[BRIEF] Find the line with "reflected in mirror.", then retype it and each later line through the last, exactly. Leave out pictures.

[RECORD SET]
* * * *

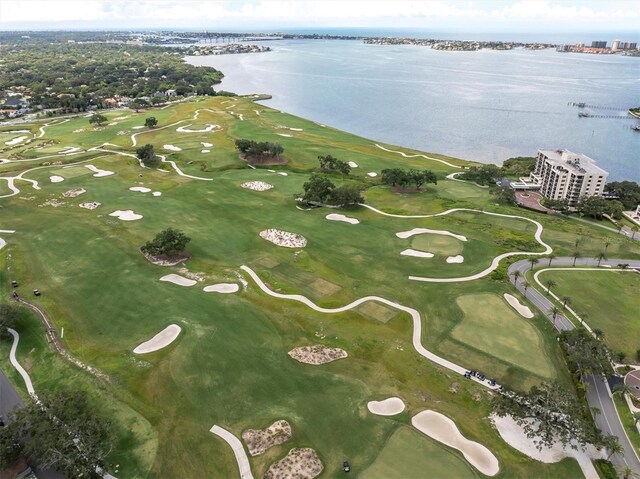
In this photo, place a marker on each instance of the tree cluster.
(259, 151)
(169, 243)
(320, 190)
(329, 164)
(60, 431)
(403, 178)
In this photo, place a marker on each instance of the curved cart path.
(415, 316)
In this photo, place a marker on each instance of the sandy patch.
(177, 279)
(221, 288)
(416, 253)
(15, 141)
(126, 215)
(442, 429)
(259, 440)
(92, 205)
(387, 407)
(515, 436)
(74, 192)
(524, 311)
(161, 340)
(317, 354)
(455, 259)
(98, 172)
(257, 185)
(343, 218)
(284, 238)
(419, 231)
(300, 463)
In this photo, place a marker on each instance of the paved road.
(598, 394)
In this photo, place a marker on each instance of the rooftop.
(577, 163)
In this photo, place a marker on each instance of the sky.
(268, 15)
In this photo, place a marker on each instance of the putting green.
(490, 325)
(437, 244)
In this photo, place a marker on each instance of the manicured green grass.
(609, 300)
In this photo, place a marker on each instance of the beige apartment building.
(563, 174)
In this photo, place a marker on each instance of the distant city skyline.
(252, 15)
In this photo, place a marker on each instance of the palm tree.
(550, 284)
(600, 257)
(576, 255)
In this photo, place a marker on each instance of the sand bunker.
(177, 279)
(387, 407)
(259, 440)
(519, 307)
(300, 463)
(126, 215)
(221, 288)
(161, 340)
(455, 259)
(74, 192)
(90, 206)
(345, 219)
(317, 354)
(444, 430)
(416, 253)
(419, 231)
(186, 129)
(98, 172)
(284, 238)
(15, 141)
(257, 185)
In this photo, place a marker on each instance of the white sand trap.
(518, 306)
(439, 427)
(221, 288)
(15, 141)
(284, 238)
(343, 218)
(126, 215)
(387, 407)
(92, 205)
(256, 185)
(177, 279)
(98, 172)
(419, 231)
(416, 253)
(186, 129)
(455, 259)
(515, 436)
(161, 340)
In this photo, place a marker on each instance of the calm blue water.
(485, 106)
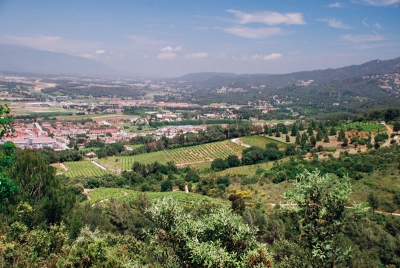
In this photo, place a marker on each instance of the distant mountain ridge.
(319, 76)
(29, 60)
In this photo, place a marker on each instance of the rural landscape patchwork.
(215, 167)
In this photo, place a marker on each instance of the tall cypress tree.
(294, 130)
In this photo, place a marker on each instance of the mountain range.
(29, 60)
(319, 76)
(20, 59)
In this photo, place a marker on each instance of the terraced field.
(83, 169)
(262, 141)
(181, 156)
(126, 162)
(204, 152)
(187, 199)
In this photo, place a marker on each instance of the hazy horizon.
(167, 39)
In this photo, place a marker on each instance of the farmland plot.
(180, 156)
(83, 169)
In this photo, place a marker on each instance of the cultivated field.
(180, 156)
(262, 141)
(83, 169)
(187, 199)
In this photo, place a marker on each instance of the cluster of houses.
(56, 135)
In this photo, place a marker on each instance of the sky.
(171, 38)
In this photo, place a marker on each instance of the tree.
(40, 188)
(5, 119)
(166, 186)
(233, 161)
(342, 135)
(294, 130)
(332, 131)
(238, 204)
(277, 133)
(298, 138)
(310, 130)
(326, 139)
(373, 201)
(319, 135)
(192, 176)
(320, 210)
(219, 164)
(345, 142)
(396, 126)
(218, 239)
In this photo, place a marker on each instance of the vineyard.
(187, 199)
(245, 170)
(204, 152)
(362, 126)
(181, 156)
(262, 141)
(83, 169)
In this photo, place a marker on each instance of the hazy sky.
(171, 38)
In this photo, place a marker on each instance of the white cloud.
(267, 17)
(365, 22)
(337, 4)
(382, 2)
(88, 56)
(167, 56)
(272, 56)
(201, 28)
(334, 23)
(255, 33)
(34, 40)
(53, 43)
(141, 40)
(168, 52)
(170, 49)
(359, 38)
(196, 55)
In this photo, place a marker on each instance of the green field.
(204, 152)
(249, 170)
(262, 141)
(187, 199)
(83, 169)
(361, 126)
(181, 156)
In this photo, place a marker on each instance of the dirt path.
(390, 132)
(191, 163)
(239, 142)
(64, 166)
(86, 192)
(100, 166)
(376, 211)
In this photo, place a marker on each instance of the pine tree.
(277, 133)
(319, 135)
(301, 127)
(326, 139)
(332, 131)
(310, 130)
(342, 135)
(298, 138)
(284, 130)
(294, 130)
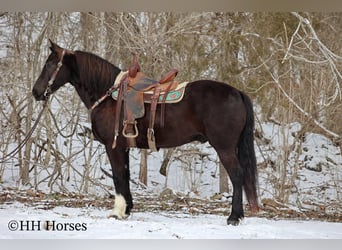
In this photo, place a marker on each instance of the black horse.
(210, 111)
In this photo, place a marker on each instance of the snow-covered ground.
(313, 178)
(94, 223)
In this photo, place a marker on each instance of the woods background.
(288, 63)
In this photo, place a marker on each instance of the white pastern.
(119, 208)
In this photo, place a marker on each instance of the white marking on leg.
(119, 208)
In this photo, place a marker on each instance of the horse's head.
(56, 72)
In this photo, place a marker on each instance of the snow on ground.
(93, 223)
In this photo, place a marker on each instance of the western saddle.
(131, 91)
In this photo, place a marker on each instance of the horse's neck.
(91, 88)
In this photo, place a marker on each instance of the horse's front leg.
(119, 160)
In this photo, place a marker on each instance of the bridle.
(48, 91)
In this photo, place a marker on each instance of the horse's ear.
(54, 47)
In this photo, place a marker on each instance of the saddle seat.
(136, 85)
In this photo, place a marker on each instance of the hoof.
(234, 221)
(119, 211)
(117, 217)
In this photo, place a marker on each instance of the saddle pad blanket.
(173, 96)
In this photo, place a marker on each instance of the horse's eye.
(49, 65)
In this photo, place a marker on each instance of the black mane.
(96, 74)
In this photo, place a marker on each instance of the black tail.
(246, 155)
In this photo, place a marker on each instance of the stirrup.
(151, 139)
(130, 135)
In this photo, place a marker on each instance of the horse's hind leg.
(231, 164)
(119, 160)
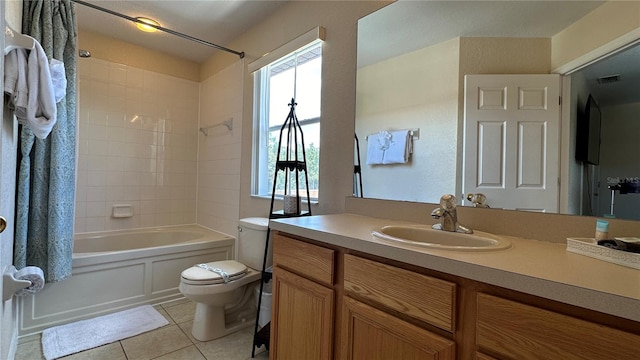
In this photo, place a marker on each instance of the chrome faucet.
(448, 215)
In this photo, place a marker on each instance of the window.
(298, 76)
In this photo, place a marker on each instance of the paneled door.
(511, 137)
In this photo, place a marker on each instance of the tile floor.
(170, 342)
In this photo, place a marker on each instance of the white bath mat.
(82, 335)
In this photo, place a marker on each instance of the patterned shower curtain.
(46, 174)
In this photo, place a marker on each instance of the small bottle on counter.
(602, 230)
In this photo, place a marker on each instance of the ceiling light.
(146, 28)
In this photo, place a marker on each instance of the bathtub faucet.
(448, 215)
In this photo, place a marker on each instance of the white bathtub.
(117, 270)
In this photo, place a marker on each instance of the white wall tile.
(130, 149)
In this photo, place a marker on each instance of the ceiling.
(409, 25)
(215, 21)
(221, 21)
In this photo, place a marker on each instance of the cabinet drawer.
(312, 261)
(422, 297)
(517, 331)
(369, 333)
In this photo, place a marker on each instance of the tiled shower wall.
(219, 153)
(137, 146)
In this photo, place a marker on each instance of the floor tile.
(183, 312)
(27, 338)
(31, 350)
(111, 351)
(236, 346)
(261, 356)
(174, 302)
(166, 315)
(155, 343)
(190, 353)
(186, 329)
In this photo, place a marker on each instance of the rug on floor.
(82, 335)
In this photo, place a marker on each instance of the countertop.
(534, 267)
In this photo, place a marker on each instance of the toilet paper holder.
(10, 284)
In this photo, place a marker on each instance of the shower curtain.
(46, 173)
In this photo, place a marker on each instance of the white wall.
(418, 90)
(137, 145)
(219, 153)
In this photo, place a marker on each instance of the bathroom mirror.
(430, 99)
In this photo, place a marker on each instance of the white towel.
(39, 110)
(58, 79)
(15, 78)
(377, 144)
(399, 148)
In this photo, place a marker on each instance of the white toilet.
(225, 307)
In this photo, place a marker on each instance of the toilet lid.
(202, 274)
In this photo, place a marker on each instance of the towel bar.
(228, 123)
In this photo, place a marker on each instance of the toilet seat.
(199, 276)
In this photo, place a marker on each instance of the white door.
(511, 137)
(8, 151)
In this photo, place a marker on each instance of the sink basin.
(424, 235)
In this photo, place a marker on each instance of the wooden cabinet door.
(302, 325)
(371, 334)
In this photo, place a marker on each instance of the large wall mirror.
(412, 59)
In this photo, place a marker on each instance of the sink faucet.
(448, 215)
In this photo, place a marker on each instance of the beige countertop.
(534, 267)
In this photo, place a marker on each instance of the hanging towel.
(376, 147)
(400, 148)
(15, 78)
(58, 79)
(34, 105)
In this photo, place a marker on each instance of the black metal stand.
(292, 164)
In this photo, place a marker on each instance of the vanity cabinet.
(372, 334)
(511, 330)
(391, 289)
(303, 301)
(332, 302)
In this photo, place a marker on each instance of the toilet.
(226, 307)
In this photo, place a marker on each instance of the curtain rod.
(172, 32)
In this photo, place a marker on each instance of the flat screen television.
(588, 133)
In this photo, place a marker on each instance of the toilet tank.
(252, 237)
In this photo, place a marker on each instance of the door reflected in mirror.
(411, 76)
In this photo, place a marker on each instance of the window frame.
(260, 140)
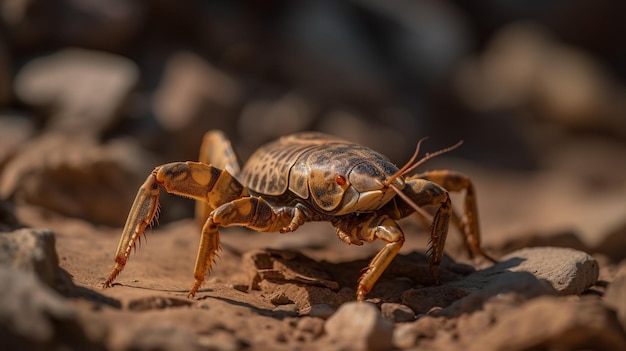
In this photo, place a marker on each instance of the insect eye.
(340, 180)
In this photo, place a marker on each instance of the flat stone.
(569, 271)
(367, 330)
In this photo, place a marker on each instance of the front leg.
(468, 223)
(251, 212)
(190, 179)
(353, 229)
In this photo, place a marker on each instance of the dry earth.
(95, 94)
(296, 291)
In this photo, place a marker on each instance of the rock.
(569, 271)
(157, 302)
(15, 130)
(407, 335)
(288, 309)
(38, 25)
(83, 91)
(280, 299)
(30, 251)
(265, 120)
(308, 328)
(160, 335)
(321, 310)
(422, 300)
(35, 317)
(359, 326)
(397, 312)
(192, 98)
(550, 323)
(5, 74)
(615, 298)
(8, 221)
(77, 177)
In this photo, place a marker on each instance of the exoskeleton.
(306, 177)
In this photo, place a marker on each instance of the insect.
(306, 177)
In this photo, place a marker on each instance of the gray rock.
(569, 271)
(30, 251)
(359, 326)
(35, 317)
(397, 312)
(84, 91)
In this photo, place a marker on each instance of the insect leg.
(468, 223)
(369, 229)
(251, 212)
(217, 151)
(419, 193)
(142, 213)
(190, 179)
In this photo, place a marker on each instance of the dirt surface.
(94, 96)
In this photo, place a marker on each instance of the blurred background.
(94, 94)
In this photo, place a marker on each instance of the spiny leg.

* * * *

[SOLUTION TO THE PROBLEM]
In this photo, place a marker on each instance of the door reflected in mirror.
(411, 76)
In this photo, place a marker on each instance of the window frame.
(260, 140)
In this photo, place a marker on each instance of the insect eye.
(340, 180)
In this photo, place a marker on each instance of the flat stone.
(569, 271)
(367, 330)
In this photo, place a marker on each instance of the front leg.
(468, 223)
(251, 212)
(190, 179)
(353, 229)
In this photo, place a marker on each instance of the dry earth.
(95, 94)
(296, 291)
In this photo, place a marker on each instance of the rock.
(569, 271)
(157, 302)
(15, 130)
(407, 335)
(288, 309)
(38, 25)
(83, 91)
(280, 299)
(30, 251)
(265, 120)
(308, 328)
(160, 335)
(321, 310)
(422, 300)
(35, 317)
(359, 326)
(397, 312)
(192, 98)
(550, 323)
(5, 74)
(615, 298)
(8, 221)
(77, 177)
In this photo, place a marker on each instance of the exoskeleton.
(306, 177)
In this photo, place a marker on each instance of the insect.
(306, 177)
In this photo, place a marker on each instance of the gray rock.
(569, 271)
(30, 251)
(359, 326)
(35, 317)
(397, 312)
(84, 91)
In this photo, place a marker on each instance of the insect leg.
(468, 223)
(369, 229)
(251, 212)
(217, 151)
(419, 193)
(142, 213)
(190, 179)
In this photo, place a marker on each instance of the dirt surface.
(94, 96)
In this photo, place a marker on each instance of the blurred background.
(94, 94)
In this photo, place a marker on each instance of the spiny leg.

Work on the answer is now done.